### KUTIPAN PILIHAN

Ribuan warga Israel berkumpul di Tel Aviv pada Sabtu (20 Januari) untuk memprotes pemerintahan Perdana Menteri Benjamin Netanyahu.

Liputan6.com, Tel Aviv - Ribuan warga Israel berkumpul di Tel Aviv pada Sabtu (20 Januari) untuk memprotes pemerintahan Perdana Menteri Benjamin Netanyahu.

Mereka menyebut pemimpin veteran tersebut salah menangani keamanan negara dan menyerukan pemilu untuk kembali digerlar, dikutip dari Channel News Asia, Minggu (21/1/2024).

Protes anti-pemerintah yang mengguncang negara itu hampir sepanjang tahun 2023 berhenti setelah serangan Hamas di Israel selatan pada 7 Oktober.

Perpecahan politik dikesampingkan ketika warga Israel mendukung militer dan keluarga mereka yang terbunuh atau disandera.

Namun dengan perang dahsyat di Gaza yang sudah memasuki bulan keempat dan jajak pendapat menunjukkan rendahnya dukungan terhadap Netanyahu, seruan untuk pergantian kepemimpinan semakin kuat, meski tidak ada indikasi bahwa posisinya berada dalam ancaman.

Hal ini tercermin dalam jumlah pemilih yang hadir pada Sabtu malam di alun-alun pusat Tel Aviv, tempat banyak protes tahun lalu terjadi.

Walaupun jumlah massa lebih sedikit dibandingkan tahun lalu, jumlah tersebut masih beberapa ribu orang, banyak di antaranya yang menabuh genderang, meneriakkan kekecewaan, dan mengibarkan bendera Israel.

“Pemerintah yang meninggalkan kami pada 7 Oktober terus meninggalkan kami setiap hari. Para keluarga korban, tentara cadangan, para sandera jadi korbannya,” kata Noam Alon, yang saudara laki-lakinya adalah seorang tentara dan terbunuh saat konflik dengan kelompok bersenjata Hamas.

“Kekuasaan ada di tangan kita untuk berubah dan diperbaiki,” ujarnya.

"Pemerintah ini harus bubar. Sekarang!"

######
### ENTRI YANG DIBERIKAN

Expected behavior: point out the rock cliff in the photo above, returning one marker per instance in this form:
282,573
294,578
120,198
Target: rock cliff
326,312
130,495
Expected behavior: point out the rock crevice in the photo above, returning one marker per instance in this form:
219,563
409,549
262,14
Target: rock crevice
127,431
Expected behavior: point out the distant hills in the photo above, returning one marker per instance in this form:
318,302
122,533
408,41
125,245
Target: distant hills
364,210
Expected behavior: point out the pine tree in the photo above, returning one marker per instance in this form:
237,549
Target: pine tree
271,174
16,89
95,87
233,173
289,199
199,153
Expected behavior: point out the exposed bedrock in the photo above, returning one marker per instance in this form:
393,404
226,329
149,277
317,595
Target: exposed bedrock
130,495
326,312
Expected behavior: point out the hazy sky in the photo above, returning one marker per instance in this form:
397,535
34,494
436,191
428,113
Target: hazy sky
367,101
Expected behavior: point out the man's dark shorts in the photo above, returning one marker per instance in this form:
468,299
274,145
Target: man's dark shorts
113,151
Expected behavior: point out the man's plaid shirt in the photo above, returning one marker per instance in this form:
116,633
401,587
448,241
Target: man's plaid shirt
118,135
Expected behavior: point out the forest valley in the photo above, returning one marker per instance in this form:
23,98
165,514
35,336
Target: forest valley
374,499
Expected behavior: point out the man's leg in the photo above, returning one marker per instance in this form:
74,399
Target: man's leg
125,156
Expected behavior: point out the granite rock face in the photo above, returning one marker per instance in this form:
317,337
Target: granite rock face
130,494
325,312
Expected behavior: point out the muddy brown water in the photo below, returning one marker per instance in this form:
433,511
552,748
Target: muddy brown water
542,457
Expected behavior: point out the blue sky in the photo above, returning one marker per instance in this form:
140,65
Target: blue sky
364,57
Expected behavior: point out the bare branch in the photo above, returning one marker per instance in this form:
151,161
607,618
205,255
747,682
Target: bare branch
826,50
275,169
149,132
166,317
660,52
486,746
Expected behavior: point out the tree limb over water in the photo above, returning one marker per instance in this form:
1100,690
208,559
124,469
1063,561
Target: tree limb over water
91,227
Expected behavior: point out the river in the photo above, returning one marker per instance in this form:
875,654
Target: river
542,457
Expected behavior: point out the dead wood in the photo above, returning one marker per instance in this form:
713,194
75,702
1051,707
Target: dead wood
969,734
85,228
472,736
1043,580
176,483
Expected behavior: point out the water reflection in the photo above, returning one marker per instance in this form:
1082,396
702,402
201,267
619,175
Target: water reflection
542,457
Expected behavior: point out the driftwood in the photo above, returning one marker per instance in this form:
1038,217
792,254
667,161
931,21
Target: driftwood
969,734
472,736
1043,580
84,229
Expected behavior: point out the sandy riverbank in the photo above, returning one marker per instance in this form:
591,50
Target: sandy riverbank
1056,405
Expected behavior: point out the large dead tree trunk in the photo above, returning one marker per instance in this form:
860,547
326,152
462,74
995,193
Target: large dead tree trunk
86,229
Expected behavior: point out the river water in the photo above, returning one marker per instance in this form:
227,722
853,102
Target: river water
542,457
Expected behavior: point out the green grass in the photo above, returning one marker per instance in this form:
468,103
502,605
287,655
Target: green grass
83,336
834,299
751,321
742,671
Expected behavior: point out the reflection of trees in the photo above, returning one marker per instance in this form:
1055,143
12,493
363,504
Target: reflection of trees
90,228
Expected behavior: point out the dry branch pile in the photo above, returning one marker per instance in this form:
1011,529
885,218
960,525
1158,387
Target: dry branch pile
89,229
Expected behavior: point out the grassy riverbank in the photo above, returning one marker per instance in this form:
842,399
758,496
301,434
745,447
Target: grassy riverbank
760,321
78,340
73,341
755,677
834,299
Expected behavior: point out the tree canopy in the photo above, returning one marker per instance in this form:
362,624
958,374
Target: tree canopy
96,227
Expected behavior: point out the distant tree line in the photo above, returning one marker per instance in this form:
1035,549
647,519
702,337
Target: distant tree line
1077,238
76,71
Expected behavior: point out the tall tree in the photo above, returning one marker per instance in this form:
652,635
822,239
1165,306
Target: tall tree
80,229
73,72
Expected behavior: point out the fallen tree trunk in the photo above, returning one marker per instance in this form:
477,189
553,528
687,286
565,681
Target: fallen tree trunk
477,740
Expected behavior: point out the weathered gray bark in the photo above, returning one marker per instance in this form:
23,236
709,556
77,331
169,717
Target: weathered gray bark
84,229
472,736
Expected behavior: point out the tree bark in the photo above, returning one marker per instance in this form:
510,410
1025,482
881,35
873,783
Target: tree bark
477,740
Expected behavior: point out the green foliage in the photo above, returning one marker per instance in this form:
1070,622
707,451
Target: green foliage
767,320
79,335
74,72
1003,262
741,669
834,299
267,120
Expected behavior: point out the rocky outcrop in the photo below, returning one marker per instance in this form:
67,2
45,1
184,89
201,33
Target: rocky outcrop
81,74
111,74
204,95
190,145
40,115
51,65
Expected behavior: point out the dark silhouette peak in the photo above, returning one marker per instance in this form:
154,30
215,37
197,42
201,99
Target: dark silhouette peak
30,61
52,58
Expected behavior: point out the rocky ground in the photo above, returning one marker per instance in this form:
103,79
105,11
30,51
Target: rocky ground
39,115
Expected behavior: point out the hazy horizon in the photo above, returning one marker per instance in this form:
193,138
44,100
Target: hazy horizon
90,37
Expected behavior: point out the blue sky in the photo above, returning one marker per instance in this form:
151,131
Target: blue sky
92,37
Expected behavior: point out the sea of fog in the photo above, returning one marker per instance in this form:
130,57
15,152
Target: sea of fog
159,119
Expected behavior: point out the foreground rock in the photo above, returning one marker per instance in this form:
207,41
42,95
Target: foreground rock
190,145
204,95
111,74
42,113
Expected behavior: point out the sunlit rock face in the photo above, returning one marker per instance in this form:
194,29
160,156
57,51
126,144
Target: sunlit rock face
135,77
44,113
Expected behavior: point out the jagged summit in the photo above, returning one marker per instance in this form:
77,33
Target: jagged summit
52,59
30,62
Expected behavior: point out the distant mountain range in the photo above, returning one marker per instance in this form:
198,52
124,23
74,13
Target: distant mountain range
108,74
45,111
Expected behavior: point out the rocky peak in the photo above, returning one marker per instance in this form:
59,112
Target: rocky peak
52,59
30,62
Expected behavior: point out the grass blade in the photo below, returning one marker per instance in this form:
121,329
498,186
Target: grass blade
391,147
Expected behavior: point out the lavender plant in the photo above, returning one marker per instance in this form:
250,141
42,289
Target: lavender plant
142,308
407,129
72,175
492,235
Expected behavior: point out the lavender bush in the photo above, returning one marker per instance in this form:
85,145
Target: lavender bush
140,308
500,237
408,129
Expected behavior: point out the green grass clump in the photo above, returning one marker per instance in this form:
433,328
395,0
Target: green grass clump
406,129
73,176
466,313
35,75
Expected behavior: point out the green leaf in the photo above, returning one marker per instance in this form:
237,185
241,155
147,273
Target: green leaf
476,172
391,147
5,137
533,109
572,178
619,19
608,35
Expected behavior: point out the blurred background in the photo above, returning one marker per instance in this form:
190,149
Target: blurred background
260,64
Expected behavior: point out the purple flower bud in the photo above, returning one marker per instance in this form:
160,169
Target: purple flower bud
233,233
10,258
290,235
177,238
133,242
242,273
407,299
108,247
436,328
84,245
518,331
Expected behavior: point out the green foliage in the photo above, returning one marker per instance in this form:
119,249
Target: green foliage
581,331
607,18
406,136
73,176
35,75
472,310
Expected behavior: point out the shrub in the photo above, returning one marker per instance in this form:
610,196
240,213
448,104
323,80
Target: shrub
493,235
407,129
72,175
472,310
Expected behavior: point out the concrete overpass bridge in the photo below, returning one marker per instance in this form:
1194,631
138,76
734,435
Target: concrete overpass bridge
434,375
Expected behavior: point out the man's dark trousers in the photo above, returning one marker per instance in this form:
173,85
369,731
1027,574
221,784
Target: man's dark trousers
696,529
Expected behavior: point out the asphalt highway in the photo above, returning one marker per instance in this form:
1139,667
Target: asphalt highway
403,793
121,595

######

- [DAFTAR TUGAS]:
[a] Buat ringkasan berita tentang protes di Tel Aviv itu dalam dua kalimat.
[b] Hitung ada berapa baris dalam entri yang memuat kata "exposed", dengan huruf besar dan kecil dibedakan. Tulis angkanya saja.

- [JAWABAN BERURUTAN]:
[a] Ribuan warga Israel berkumpul di Tel Aviv pada Sabtu, 20 Januari, untuk memprotes pemerintahan Perdana Menteri Benjamin Netanyahu, yang mereka nilai salah menangani keamanan negara, dan menyerukan pemilu. Protes anti-pemerintah sempat berhenti setelah serangan Hamas pada 7 Oktober, tetapi seruan pergantian kepemimpinan kini makin kuat karena perang di Gaza sudah memasuki bulan keempat dan jajak pendapat menunjukkan dukungan terhadap Netanyahu rendah.

[b] 2